▶ **EXERCISE PASSAGE**
Elie Metchnikoff first described macrophages nearly 150 years ago, observing phagocytic cells that could engulf either dead host cells or pathogens such as bacteria. Studies since that time have revealed a wide variety of roles for macrophages beyond phagocytosis, including paracrine interactions with other cells in specific microenvironments (1). These functions are highly dependent on tissue type and context.

In the lung, mechanistic studies have defined disparate functions for macrophages according to disease, location, and ontogeny. At steady state, the lung has two major types of macrophages defined by their anatomic niche: alveolar and interstitial. Alveolar macrophages reside within the alveolar air sacs of the lower respiratory tract and are embryonically derived, self-renewing throughout the lifespan (2–4). They support a number of homeostatic functions, including clearance of surfactant and detection of pathogen- and damage-associated molecular patterns (5–7). A second relevant anatomic space is the lung interstitium, which lies between the luminal and vascular spaces throughout the organ, and macrophage diversity within this compartment has been increasingly recognized by single-cell transcriptomic studies (8, 9). Disparate microenvironments within the lung, from airway to bronchovascular cuff to the alveolar interstitium, define various functions and immunoregulatory roles (10), although in most cases the context-specific functions are yet to be fully worked out. Here I review the role of lung macrophages in coronavirus disease (COVID-19)–related fibrotic disease.

Macrophages in Pulmonary Fibrosis

For context, it is helpful to consider the profile of profibrotic macrophages found in the most common fibrosing disease of the lung, idiopathic pulmonary fibrosis (IPF), a chronic and progressive disorder of the lung for which there are no curative therapies (11). In IPF, patients present with shortness of breath attributable pathologically to multiple regions of activated fibroblasts that form clusters and deposit collagens as well as other extracellular matrix proteins. These fibroblastic foci are progressive and are also associated with parenchymal remodeling, including grossly dilated adjacent airspaces in the peripheral lung known as regions of honeycombing.

▶ **WHAT YOU HAVE TO DO**
Retype the passage on lung macrophages word for word, starting at "Elie Metchnikoff first" and ending at "type and context.".

▶ **DATA SUPPLIED**
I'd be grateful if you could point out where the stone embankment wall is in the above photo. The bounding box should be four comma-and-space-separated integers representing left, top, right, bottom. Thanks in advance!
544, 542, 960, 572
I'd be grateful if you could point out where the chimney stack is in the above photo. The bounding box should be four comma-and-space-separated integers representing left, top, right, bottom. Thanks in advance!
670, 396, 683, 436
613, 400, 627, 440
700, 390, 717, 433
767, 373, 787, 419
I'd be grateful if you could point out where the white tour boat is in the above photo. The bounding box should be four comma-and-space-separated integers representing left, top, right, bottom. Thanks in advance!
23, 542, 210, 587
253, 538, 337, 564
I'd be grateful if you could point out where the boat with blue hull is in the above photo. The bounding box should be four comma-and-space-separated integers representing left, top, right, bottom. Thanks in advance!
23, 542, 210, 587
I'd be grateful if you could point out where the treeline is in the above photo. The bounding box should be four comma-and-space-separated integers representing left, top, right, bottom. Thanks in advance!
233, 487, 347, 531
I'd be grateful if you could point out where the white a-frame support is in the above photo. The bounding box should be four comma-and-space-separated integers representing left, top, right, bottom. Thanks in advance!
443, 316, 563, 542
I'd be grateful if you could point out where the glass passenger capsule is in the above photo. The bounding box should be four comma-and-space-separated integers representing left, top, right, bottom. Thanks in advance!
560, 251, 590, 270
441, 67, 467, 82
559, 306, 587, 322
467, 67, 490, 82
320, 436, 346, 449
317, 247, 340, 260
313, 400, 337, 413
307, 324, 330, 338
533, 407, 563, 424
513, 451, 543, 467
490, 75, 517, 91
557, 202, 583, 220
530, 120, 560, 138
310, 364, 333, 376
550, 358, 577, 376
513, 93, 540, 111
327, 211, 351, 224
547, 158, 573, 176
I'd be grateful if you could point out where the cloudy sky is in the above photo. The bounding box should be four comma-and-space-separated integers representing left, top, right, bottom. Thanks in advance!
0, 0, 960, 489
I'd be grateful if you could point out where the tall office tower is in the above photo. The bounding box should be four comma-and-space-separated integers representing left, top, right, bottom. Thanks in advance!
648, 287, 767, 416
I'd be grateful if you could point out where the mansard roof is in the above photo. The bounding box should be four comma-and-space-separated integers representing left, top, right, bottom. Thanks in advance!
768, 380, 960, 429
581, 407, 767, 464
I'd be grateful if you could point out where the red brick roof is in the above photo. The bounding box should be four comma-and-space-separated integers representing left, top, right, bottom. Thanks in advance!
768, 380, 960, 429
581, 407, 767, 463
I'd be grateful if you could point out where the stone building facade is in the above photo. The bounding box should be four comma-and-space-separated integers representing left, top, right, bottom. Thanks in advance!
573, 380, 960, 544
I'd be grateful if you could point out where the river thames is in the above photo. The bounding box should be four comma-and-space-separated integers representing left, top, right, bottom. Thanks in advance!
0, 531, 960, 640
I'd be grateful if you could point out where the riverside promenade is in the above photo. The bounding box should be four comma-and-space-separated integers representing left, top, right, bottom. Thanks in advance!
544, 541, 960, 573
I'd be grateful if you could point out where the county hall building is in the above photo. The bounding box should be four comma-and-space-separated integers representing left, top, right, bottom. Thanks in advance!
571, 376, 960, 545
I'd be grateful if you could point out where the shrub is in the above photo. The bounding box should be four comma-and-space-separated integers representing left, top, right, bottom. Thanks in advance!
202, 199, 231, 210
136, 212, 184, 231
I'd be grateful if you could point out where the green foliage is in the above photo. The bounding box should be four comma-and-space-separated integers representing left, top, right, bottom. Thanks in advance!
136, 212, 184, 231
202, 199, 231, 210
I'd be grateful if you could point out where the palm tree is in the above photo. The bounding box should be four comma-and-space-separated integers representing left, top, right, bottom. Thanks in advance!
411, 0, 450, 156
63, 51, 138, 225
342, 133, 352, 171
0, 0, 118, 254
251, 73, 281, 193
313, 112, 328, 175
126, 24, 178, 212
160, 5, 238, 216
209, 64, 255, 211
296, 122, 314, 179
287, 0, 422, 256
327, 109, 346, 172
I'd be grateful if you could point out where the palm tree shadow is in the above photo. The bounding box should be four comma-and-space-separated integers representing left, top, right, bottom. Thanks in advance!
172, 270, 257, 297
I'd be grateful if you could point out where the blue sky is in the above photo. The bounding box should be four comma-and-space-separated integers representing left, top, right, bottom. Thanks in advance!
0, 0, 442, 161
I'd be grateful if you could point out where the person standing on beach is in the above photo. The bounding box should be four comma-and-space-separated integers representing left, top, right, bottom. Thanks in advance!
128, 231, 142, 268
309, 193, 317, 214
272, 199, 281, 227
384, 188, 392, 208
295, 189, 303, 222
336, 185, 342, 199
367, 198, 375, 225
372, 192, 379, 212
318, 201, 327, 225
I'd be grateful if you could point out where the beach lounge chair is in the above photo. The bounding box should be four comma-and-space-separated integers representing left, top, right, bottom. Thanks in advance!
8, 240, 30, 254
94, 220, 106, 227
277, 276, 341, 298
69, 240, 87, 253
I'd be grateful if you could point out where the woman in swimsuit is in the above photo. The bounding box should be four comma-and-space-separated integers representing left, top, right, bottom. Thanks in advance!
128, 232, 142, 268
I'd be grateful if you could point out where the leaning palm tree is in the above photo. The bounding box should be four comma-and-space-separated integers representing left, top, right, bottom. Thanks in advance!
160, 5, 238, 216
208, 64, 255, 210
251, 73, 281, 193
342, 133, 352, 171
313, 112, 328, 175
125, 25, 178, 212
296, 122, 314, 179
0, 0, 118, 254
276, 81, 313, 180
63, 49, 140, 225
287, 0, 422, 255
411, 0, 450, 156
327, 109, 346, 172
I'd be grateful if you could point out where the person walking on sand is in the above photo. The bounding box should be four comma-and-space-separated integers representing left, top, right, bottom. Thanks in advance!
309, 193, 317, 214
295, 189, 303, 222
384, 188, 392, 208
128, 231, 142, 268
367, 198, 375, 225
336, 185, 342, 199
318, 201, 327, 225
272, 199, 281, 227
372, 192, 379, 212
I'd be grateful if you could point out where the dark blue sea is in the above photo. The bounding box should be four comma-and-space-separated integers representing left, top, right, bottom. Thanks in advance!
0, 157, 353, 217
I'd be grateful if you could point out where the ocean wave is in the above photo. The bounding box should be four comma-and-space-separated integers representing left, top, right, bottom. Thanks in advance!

▶ **TASK RESPONSE**
Elie Metchnikoff first described macrophages nearly 150 years ago, observing phagocytic cells that could engulf either dead host cells or pathogens such as bacteria. Studies since that time have revealed a wide variety of roles for macrophages beyond phagocytosis, including paracrine interactions with other cells in specific microenvironments (1). These functions are highly dependent on tissue type and context.